-- What to do --
Could you gather every line in the items below that contains the string "shower" and copy each of those lines out?

* * * * *

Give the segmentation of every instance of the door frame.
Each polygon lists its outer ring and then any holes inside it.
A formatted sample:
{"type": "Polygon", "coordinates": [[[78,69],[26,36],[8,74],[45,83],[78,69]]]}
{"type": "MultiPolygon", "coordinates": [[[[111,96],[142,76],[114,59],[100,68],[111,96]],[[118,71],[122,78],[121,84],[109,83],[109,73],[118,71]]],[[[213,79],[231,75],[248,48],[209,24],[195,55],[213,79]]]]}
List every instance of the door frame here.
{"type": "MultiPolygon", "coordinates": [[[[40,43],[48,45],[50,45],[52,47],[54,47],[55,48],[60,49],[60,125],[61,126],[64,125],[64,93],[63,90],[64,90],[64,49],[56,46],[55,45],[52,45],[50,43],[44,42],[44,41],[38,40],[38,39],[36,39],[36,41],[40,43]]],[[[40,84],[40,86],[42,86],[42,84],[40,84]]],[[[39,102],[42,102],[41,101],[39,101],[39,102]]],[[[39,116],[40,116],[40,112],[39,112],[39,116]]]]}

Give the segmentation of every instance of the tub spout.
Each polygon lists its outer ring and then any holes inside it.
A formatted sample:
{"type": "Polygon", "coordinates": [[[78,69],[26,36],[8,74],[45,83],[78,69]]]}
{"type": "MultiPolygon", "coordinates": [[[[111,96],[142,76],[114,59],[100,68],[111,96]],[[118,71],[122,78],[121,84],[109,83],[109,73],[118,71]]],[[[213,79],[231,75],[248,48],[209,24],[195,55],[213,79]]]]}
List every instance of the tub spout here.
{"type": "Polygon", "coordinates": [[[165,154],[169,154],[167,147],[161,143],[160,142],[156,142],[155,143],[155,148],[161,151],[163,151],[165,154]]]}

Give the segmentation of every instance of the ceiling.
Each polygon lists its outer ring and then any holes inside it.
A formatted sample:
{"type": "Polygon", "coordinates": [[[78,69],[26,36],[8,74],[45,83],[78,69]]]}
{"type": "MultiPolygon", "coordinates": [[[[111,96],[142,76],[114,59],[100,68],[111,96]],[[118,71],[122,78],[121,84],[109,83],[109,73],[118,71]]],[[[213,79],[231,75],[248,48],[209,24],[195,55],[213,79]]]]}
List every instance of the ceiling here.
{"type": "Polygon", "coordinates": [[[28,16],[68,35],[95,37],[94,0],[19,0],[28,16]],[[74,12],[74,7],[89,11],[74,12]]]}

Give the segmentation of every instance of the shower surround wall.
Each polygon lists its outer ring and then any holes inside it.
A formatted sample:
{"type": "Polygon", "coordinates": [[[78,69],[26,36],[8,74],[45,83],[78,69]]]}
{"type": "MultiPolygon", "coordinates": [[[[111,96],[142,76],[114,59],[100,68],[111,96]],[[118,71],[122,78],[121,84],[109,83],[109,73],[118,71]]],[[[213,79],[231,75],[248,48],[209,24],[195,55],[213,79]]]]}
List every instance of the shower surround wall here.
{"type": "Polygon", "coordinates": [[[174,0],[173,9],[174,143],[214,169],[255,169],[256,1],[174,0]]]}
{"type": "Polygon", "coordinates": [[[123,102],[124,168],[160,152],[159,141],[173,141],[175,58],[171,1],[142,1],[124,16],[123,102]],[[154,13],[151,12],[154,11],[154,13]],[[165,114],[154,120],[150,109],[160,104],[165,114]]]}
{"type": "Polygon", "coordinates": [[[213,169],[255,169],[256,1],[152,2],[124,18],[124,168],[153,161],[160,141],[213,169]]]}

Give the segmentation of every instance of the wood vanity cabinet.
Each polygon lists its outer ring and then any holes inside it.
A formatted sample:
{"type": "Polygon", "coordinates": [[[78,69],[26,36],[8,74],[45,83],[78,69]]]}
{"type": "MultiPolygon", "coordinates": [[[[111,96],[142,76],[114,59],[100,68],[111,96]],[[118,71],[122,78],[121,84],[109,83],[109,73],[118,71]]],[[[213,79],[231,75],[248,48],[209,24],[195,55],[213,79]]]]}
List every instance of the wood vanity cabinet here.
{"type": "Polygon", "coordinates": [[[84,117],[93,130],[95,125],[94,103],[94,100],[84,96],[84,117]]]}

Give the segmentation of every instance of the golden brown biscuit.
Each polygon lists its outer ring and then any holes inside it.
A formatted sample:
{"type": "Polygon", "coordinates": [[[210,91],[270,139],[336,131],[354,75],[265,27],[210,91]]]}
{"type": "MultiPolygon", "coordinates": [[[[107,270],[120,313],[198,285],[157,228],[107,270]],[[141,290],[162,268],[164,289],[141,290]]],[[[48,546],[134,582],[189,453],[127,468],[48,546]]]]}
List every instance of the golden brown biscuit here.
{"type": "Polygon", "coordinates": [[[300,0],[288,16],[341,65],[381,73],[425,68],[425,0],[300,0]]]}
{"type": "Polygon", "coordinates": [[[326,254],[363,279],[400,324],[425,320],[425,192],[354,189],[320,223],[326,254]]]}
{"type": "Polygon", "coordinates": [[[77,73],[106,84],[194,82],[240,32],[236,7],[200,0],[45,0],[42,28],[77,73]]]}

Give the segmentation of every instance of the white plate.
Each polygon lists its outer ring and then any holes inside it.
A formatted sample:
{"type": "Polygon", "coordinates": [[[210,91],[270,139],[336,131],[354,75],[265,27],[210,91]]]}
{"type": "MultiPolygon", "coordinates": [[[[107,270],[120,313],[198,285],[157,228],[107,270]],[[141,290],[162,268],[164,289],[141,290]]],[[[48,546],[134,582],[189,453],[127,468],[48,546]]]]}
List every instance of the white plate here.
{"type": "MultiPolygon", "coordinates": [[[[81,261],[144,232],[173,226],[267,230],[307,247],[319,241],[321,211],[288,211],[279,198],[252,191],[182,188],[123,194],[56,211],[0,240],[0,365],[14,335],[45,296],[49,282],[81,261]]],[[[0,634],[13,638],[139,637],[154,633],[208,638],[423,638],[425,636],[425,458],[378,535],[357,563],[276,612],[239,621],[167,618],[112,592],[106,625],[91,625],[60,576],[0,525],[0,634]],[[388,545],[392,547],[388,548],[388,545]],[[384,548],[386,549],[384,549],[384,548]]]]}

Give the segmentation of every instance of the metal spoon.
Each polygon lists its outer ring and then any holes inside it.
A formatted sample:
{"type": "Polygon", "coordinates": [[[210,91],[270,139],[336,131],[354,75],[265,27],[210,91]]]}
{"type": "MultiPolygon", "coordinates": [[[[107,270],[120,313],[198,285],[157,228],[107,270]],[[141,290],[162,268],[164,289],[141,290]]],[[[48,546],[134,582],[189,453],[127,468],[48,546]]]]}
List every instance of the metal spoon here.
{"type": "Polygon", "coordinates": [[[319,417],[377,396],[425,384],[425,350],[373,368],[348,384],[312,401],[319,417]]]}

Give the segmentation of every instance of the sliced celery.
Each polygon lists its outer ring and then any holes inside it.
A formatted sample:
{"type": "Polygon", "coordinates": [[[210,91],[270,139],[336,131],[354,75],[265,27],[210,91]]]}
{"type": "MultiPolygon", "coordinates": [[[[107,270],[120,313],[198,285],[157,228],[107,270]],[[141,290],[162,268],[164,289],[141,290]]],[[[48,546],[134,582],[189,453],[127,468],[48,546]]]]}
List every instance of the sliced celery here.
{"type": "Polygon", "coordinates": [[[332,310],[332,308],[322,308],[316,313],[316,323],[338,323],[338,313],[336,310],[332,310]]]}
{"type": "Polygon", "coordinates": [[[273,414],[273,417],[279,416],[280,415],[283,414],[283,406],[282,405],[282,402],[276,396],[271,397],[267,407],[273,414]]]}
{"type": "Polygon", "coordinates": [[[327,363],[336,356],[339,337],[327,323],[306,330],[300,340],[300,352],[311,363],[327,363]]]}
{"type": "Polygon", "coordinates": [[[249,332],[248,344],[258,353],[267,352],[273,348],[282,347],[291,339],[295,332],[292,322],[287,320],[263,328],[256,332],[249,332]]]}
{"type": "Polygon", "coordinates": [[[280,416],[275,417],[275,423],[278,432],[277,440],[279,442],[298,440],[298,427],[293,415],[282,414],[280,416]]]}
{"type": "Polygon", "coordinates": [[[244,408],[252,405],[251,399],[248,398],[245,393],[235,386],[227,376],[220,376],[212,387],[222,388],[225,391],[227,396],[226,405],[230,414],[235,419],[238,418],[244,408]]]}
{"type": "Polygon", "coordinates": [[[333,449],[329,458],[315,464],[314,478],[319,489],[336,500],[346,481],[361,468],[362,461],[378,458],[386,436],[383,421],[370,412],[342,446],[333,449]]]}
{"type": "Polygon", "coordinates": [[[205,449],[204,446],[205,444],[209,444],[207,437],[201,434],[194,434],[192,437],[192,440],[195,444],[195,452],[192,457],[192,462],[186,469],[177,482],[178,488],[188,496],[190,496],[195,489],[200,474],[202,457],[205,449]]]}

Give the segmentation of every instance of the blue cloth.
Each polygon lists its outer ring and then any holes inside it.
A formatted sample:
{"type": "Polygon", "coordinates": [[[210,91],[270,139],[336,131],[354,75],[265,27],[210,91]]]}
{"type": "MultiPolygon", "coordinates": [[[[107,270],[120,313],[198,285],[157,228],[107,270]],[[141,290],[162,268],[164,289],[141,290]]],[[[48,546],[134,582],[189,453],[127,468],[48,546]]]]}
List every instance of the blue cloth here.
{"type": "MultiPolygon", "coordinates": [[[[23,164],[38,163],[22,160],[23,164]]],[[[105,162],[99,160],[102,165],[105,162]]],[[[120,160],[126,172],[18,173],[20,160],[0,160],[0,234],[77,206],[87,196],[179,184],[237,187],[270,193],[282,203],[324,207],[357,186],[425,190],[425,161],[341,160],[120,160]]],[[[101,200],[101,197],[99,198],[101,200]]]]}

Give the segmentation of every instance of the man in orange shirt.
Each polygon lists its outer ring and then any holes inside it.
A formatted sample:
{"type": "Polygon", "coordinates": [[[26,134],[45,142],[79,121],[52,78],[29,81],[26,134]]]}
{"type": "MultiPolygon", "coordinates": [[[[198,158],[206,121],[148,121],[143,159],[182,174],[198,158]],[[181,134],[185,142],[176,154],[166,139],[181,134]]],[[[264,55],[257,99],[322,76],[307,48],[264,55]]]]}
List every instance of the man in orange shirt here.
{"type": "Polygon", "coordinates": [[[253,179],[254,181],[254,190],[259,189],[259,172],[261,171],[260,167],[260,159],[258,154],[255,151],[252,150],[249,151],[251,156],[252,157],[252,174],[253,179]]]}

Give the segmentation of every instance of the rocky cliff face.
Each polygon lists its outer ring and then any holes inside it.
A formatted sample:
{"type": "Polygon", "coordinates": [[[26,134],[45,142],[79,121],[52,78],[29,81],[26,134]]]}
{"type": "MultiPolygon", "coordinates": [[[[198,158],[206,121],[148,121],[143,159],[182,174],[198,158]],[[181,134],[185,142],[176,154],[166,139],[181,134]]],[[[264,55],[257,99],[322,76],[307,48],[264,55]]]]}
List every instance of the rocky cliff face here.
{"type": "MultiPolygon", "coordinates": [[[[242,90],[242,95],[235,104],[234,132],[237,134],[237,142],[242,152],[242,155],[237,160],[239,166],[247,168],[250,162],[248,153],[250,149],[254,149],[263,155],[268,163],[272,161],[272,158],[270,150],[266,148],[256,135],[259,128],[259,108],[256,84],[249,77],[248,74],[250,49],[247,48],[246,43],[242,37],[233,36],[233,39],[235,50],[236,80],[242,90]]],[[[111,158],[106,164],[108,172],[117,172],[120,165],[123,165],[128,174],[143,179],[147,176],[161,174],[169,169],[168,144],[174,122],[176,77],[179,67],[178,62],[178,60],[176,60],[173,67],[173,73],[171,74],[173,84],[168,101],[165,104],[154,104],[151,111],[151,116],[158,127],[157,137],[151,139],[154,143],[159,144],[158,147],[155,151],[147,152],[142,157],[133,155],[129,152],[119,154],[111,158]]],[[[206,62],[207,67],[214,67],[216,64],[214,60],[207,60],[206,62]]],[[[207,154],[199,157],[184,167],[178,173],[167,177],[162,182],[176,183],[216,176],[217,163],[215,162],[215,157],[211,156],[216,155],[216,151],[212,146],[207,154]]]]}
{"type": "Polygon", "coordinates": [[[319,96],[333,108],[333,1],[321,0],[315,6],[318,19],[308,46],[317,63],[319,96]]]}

* * * * *

-- The solution --
Give the segmentation of every instance of the shower surround wall.
List every instance of the shower surround wall here.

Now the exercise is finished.